▶ [Given problem]
Please copy out everything from the line containing "Locate the white" down to the end of the rows, both ends included, keeping the requests as they are. Rescale every box coordinate in the answers by 2.55 and round to whole numbers, with halves rounding up. Give only these lines.

START

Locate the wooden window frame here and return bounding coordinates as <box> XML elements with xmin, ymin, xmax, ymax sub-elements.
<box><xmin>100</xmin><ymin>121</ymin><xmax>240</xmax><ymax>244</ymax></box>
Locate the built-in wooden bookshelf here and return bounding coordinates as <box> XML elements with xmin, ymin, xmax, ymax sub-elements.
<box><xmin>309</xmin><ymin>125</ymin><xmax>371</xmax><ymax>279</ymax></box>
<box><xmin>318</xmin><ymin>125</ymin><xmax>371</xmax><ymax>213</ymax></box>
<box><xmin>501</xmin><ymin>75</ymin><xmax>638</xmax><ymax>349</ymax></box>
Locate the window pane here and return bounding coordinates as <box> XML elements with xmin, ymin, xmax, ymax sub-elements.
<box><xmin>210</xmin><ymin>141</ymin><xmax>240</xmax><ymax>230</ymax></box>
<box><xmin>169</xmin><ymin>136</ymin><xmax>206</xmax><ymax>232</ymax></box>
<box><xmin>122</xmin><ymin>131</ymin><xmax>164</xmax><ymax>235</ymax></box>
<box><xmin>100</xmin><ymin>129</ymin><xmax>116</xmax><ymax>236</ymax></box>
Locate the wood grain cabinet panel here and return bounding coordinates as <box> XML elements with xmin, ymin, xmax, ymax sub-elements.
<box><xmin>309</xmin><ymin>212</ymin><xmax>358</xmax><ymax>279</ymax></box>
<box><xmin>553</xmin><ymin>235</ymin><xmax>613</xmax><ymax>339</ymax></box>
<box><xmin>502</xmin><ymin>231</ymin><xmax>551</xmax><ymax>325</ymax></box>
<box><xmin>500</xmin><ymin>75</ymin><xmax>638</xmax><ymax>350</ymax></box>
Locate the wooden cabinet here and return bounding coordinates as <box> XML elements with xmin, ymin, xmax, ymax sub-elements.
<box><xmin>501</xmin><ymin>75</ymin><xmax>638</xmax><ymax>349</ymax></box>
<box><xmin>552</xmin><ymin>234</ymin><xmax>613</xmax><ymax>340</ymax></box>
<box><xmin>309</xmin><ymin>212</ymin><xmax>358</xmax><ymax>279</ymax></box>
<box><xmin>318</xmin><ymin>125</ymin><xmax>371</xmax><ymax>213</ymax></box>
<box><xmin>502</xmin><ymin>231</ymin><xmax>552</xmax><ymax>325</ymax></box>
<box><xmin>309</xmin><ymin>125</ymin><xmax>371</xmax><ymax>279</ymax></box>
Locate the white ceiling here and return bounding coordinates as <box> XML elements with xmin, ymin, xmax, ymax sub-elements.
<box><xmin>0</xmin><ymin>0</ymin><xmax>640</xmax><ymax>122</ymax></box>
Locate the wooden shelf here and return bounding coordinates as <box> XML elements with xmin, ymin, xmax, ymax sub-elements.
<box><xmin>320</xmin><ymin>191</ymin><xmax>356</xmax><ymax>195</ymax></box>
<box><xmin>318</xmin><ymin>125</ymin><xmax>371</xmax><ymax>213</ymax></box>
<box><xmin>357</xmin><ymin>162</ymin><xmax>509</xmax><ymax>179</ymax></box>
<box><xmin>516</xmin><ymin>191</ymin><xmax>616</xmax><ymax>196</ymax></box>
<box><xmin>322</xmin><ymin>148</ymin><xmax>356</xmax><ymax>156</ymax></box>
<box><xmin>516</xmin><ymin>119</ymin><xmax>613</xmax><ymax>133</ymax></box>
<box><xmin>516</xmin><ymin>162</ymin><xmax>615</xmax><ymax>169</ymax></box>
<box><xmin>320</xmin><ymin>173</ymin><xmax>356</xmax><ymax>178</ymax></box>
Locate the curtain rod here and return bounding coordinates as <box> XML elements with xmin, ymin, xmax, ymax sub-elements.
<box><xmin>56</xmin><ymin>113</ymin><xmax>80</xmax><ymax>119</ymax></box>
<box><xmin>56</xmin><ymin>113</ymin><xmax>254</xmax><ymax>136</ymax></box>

END

▶ [Answer in full]
Locate the white ceiling here and return bounding coordinates as <box> XML elements with xmin, ymin, xmax, ymax sub-elements.
<box><xmin>0</xmin><ymin>0</ymin><xmax>1632</xmax><ymax>311</ymax></box>
Locate the wooden shelf here and return bounding coordinates as <box> XML elements with xmin, ymin, xmax, ymax sub-elements.
<box><xmin>816</xmin><ymin>487</ymin><xmax>908</xmax><ymax>497</ymax></box>
<box><xmin>811</xmin><ymin>319</ymin><xmax>946</xmax><ymax>543</ymax></box>
<box><xmin>910</xmin><ymin>413</ymin><xmax>1298</xmax><ymax>456</ymax></box>
<box><xmin>1316</xmin><ymin>487</ymin><xmax>1571</xmax><ymax>500</ymax></box>
<box><xmin>821</xmin><ymin>377</ymin><xmax>908</xmax><ymax>398</ymax></box>
<box><xmin>1316</xmin><ymin>303</ymin><xmax>1563</xmax><ymax>339</ymax></box>
<box><xmin>1316</xmin><ymin>413</ymin><xmax>1568</xmax><ymax>431</ymax></box>
<box><xmin>816</xmin><ymin>441</ymin><xmax>908</xmax><ymax>454</ymax></box>
Locate the curtain rod here and return bounding coordinates as <box> XML elements with xmin, ymin, xmax, ymax sub-elements.
<box><xmin>143</xmin><ymin>288</ymin><xmax>204</xmax><ymax>303</ymax></box>
<box><xmin>143</xmin><ymin>288</ymin><xmax>648</xmax><ymax>347</ymax></box>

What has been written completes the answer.